- _TASK INPUTS_:
**********

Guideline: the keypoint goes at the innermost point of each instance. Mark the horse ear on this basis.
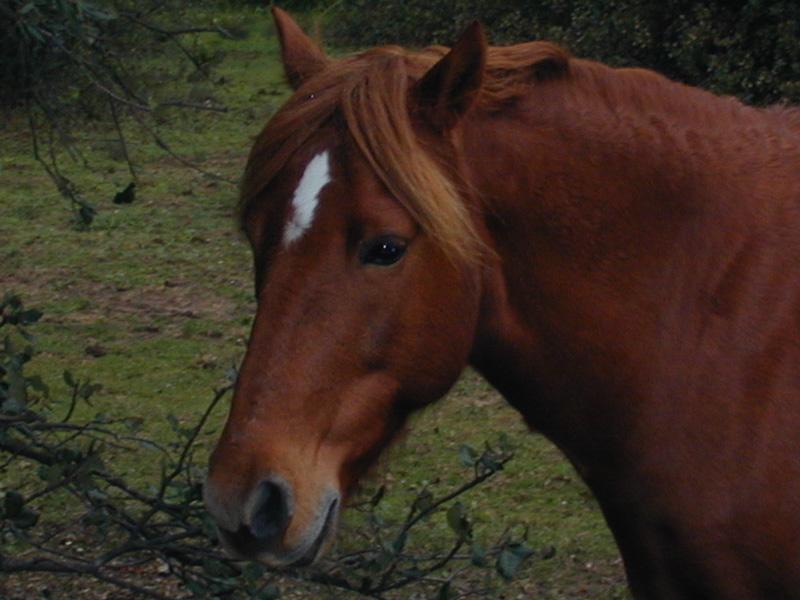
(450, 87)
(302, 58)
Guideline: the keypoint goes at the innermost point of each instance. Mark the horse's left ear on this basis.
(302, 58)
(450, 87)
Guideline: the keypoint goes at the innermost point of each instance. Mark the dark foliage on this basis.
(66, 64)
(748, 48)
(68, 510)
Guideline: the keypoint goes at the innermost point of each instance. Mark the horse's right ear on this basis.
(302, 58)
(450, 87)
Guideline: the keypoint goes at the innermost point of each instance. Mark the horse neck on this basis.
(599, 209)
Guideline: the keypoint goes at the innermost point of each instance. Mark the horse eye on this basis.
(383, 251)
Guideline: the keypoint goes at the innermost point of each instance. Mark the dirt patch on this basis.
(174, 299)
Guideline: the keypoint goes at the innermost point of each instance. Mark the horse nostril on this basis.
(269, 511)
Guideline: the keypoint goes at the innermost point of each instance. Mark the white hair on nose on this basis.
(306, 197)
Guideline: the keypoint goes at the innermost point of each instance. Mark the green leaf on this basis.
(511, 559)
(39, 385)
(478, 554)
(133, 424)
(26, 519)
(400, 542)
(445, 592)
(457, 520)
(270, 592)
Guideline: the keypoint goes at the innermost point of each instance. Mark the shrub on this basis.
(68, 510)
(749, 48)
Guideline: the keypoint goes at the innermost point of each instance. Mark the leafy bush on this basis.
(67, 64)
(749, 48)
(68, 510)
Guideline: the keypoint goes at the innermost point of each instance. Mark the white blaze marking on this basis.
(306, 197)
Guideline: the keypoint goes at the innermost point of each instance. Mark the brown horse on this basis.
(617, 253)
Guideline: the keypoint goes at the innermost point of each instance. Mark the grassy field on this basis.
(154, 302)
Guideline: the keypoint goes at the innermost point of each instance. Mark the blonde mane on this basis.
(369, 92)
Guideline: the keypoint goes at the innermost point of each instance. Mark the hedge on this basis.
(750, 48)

**********

- _EXERCISE DIRECTIONS_: Every line above should be returned word for word, with the pictures left behind.

- _EXERCISE RESULT_:
Guideline: the keypoint goes at the innermost point of each instance. Mark the horse ear on this basis.
(450, 87)
(302, 58)
Guideline: the keypoint goes at the innermost point of each instance. Mark the horse's left ear on this basis.
(302, 58)
(450, 87)
Guideline: the keypoint goes at the innermost point of each instance. Mark the dark foliage on this basis.
(66, 64)
(748, 48)
(68, 510)
Guideline: the keypoint goes at the innermost point of each instance. Mark the horse's right ear on this basis.
(302, 58)
(450, 87)
Guideline: the keypoint goes at the innermost point of each instance. Mark the horse neck on this basis.
(599, 209)
Guideline: the keypoint goes at the innermost point of each instance. Mark the horse eye on this basis.
(383, 251)
Guideline: the keypoint goes at the innermost point of each instance. Mark the dirt patch on this basis.
(174, 299)
Guideline: the keypoint goes at the innermost point of each instance. Mark the horse nostril on this basis.
(269, 511)
Guideline: the keypoint goes at the innermost point of each instance. Mark the white hair on nose on this basis.
(306, 197)
Guideline: the keypoint goes at the innermost point of each instance. Mark the green leaf on this basis.
(511, 559)
(39, 385)
(478, 554)
(133, 424)
(26, 519)
(400, 542)
(445, 592)
(457, 520)
(270, 592)
Guideline: the keypoint goes at the innermost point of each instance. Mark the shrub on this basis.
(68, 510)
(749, 48)
Guideline: the keypoint goes at the innermost point of each instance. Mark the leafy bush on this basis.
(67, 64)
(749, 48)
(68, 510)
Guideline: the keypoint goes at the innermost point of each instance. Mark the white blaze marking on this basis.
(306, 197)
Guideline: the keypoint goes at the innermost point of each instance. Mark the brown horse on this basis.
(617, 253)
Guideline: the keypoint goes at the innermost point of each instance. Mark the grassy field on this basis.
(154, 302)
Guideline: the keypoint goes at the innermost point of each instance. Mark the blonde mane on this basis.
(369, 92)
Guideline: the keypoint goes at the innermost point of each instance. Mark the hedge on this basis.
(750, 48)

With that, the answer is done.